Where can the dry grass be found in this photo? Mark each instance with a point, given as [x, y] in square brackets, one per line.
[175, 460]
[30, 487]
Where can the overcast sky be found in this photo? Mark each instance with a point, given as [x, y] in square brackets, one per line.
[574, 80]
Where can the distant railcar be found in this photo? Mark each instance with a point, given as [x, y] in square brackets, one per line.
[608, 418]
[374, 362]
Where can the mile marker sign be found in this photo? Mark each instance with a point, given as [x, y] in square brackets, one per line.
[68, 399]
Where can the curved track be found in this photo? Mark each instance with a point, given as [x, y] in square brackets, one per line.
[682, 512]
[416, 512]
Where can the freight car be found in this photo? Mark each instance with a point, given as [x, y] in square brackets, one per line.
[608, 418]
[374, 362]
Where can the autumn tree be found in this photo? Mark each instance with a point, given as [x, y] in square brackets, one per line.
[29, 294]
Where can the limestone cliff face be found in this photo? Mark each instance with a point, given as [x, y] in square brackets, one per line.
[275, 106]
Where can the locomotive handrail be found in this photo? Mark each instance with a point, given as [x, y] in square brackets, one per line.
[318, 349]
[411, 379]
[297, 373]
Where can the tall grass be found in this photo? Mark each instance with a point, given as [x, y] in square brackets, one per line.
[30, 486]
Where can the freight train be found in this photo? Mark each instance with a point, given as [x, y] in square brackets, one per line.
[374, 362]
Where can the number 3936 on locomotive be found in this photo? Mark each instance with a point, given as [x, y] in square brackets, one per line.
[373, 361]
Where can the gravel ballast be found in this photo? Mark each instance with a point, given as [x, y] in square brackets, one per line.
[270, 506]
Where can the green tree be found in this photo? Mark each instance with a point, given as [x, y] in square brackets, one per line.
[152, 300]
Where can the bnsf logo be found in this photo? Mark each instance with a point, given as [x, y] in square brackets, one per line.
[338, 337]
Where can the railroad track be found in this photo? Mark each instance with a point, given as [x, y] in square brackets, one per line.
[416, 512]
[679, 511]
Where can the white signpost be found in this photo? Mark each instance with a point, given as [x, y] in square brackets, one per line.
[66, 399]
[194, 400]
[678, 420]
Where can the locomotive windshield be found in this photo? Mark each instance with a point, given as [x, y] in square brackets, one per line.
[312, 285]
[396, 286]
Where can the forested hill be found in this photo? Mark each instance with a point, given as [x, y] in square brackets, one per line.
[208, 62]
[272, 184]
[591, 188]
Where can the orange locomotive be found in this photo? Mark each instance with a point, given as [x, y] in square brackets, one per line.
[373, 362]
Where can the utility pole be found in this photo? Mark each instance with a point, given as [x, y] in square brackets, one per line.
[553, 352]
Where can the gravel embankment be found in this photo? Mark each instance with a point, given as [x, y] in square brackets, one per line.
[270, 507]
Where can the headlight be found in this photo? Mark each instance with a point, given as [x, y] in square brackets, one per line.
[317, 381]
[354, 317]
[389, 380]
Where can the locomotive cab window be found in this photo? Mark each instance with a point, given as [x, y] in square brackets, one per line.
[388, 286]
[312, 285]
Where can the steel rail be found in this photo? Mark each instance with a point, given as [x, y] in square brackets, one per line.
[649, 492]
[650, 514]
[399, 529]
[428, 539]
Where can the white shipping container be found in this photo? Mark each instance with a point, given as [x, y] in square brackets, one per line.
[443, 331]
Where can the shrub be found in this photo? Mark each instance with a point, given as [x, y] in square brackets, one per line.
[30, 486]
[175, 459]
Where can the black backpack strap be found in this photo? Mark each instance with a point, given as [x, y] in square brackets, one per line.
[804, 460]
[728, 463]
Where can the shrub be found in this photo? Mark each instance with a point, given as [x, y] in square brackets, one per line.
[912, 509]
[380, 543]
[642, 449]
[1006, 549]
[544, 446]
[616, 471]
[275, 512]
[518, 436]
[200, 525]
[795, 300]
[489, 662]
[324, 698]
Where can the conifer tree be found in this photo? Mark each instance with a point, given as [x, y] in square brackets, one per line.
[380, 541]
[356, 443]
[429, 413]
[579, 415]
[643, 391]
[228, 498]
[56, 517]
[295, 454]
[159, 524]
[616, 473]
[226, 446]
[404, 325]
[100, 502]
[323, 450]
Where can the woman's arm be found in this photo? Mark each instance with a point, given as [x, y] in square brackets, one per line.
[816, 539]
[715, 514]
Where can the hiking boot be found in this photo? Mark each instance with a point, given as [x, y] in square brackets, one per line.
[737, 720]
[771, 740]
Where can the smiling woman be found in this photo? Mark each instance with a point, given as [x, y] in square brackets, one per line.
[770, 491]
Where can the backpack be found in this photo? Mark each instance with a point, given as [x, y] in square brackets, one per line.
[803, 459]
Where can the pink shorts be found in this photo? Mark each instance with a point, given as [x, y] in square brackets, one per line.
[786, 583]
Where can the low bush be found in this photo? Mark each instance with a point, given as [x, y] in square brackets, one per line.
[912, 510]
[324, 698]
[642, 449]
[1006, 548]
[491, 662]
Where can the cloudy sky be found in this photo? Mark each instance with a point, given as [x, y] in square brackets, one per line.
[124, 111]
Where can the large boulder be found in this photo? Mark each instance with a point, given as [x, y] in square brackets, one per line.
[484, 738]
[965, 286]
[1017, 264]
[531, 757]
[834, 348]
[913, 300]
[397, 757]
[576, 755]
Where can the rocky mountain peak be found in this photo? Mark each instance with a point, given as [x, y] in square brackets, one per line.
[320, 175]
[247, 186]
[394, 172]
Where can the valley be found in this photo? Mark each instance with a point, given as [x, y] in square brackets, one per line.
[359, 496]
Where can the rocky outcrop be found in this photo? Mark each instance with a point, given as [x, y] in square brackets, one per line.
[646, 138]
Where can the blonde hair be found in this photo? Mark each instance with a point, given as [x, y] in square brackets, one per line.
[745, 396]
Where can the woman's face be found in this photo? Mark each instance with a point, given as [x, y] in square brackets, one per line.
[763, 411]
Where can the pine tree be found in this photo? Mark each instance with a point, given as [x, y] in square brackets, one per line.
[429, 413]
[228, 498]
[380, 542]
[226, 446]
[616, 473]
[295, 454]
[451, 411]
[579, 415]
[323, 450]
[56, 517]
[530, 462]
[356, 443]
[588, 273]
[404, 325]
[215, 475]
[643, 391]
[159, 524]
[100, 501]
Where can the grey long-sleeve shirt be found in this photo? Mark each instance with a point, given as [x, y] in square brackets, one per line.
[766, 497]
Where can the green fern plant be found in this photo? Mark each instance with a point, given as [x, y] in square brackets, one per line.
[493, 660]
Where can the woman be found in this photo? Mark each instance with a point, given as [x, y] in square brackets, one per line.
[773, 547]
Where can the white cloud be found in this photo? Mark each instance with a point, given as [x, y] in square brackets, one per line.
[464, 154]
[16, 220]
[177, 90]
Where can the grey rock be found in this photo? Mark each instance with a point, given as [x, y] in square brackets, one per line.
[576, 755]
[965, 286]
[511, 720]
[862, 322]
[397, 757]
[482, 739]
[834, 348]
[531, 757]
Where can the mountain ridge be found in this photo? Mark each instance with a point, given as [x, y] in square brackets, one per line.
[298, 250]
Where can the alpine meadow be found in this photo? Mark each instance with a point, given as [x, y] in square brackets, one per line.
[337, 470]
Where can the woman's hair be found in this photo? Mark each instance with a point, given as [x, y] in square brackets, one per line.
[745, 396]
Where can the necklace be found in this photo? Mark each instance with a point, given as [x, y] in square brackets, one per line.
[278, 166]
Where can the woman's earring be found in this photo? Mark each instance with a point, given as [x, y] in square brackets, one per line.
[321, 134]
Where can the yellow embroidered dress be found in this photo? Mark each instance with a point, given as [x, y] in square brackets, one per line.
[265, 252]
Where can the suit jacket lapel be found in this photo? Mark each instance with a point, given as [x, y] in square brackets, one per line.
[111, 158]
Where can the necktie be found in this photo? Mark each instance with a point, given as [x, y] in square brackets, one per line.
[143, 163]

**Set task**
Return, unchanged, each line from the line containing "Where can the woman's hair" through the last line of the material.

**Task solution**
Where can the woman's hair be found in this photo? Mark each instance with a point, given as [x, y] in square brackets, one per line.
[745, 396]
Where can the necklace be found in this photo? Mark each instance with a point, given as [x, y] in square brackets, one per line.
[278, 166]
Where can the woman's earring be found in this photo? Mark each instance with a point, given as [x, y] in square brackets, one per line.
[321, 134]
Where can the yellow embroidered dress be found in this photo? Mark each instance with a point, given as [x, y] in square brackets, one per line.
[265, 252]
Where can the suit jacket lapel be found in this photo? Mark each instance with a point, given as [x, y] in square brackets, one per line.
[111, 158]
Where can the necktie be found in this photo? Mark each instance with a point, given as [x, y] in square brackets, one per line.
[143, 163]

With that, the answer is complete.